EXERCISE INSTRUCTIONS:
Output the listing below, all of it, exactly as given.
INFORMATION PROVIDED section start
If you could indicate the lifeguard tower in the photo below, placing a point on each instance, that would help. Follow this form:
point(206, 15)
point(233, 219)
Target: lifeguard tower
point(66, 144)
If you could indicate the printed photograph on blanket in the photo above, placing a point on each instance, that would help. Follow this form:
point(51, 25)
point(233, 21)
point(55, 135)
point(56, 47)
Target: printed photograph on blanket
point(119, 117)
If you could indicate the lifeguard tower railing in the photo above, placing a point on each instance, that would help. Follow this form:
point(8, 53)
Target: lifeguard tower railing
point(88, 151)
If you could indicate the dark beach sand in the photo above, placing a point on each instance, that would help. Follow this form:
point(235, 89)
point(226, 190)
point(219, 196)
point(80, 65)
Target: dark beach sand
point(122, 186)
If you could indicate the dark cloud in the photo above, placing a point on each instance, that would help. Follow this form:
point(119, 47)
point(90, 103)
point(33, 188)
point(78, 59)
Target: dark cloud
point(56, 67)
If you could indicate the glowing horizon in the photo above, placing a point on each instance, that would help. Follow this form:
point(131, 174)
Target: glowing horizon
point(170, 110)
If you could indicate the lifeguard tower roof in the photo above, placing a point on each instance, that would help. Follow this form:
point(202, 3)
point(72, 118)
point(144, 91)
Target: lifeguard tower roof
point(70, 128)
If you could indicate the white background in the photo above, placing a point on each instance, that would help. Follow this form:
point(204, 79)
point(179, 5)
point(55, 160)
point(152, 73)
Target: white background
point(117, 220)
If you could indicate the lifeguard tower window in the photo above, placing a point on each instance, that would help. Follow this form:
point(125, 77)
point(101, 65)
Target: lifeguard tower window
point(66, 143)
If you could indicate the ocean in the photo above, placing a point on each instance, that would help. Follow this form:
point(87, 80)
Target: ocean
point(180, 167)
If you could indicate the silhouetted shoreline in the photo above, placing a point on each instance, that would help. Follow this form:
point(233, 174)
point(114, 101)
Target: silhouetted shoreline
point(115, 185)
INFORMATION PROVIDED section end
ANSWER TO THIS TASK:
If you could indicate the lifeguard tower in the photo below, placing a point on each instance, that would help. Follow this form:
point(206, 15)
point(233, 219)
Target: lifeguard tower
point(66, 144)
If you could indicate the printed photograph on blanket in the photo above, placing a point on each instance, that would help. Follow this form:
point(51, 25)
point(233, 21)
point(55, 135)
point(56, 47)
Target: printed photograph on blanket
point(119, 117)
If you could indicate the lifeguard tower railing in the photo above, placing a point on each instance, that would help. Follow this form:
point(8, 53)
Target: lifeguard tower railing
point(88, 151)
If you could indicate the dark beach sand in the photo above, placing a point on each instance, that would help. Follow this form:
point(235, 89)
point(226, 190)
point(219, 196)
point(80, 65)
Target: dark beach sand
point(122, 186)
If you could indicate the dark cloud in the photo above, placing a point on each instance, that would help. Follow this form:
point(119, 47)
point(90, 103)
point(33, 188)
point(78, 59)
Target: dark cloud
point(56, 67)
If you could indicate the glowing horizon in the photo above, placing a point on each instance, that would help. Follow this form:
point(131, 174)
Target: glowing horizon
point(170, 110)
If you could indicate the lifeguard tower roof in the photo above, placing a point on each instance, that would help. Follow this form:
point(202, 3)
point(72, 118)
point(144, 91)
Target: lifeguard tower roof
point(70, 128)
If you could indicate the white background in the photo above, placing a point on each instance, that would help. Follow this form:
point(204, 79)
point(179, 5)
point(55, 160)
point(152, 73)
Target: white background
point(117, 220)
If you could indicate the lifeguard tower window in the photo above, placing a point on each instance, that would help. Follow this form:
point(125, 77)
point(101, 65)
Target: lifeguard tower window
point(66, 143)
If you could indicate the ocean in the photo above, placing a point on each instance, that would help. Follow this form:
point(87, 80)
Target: ocean
point(180, 167)
If you could indicate the silhouetted shoreline in the photo above, placing a point on each instance, that would help. Follow this form:
point(233, 174)
point(114, 101)
Target: silhouetted shoreline
point(115, 185)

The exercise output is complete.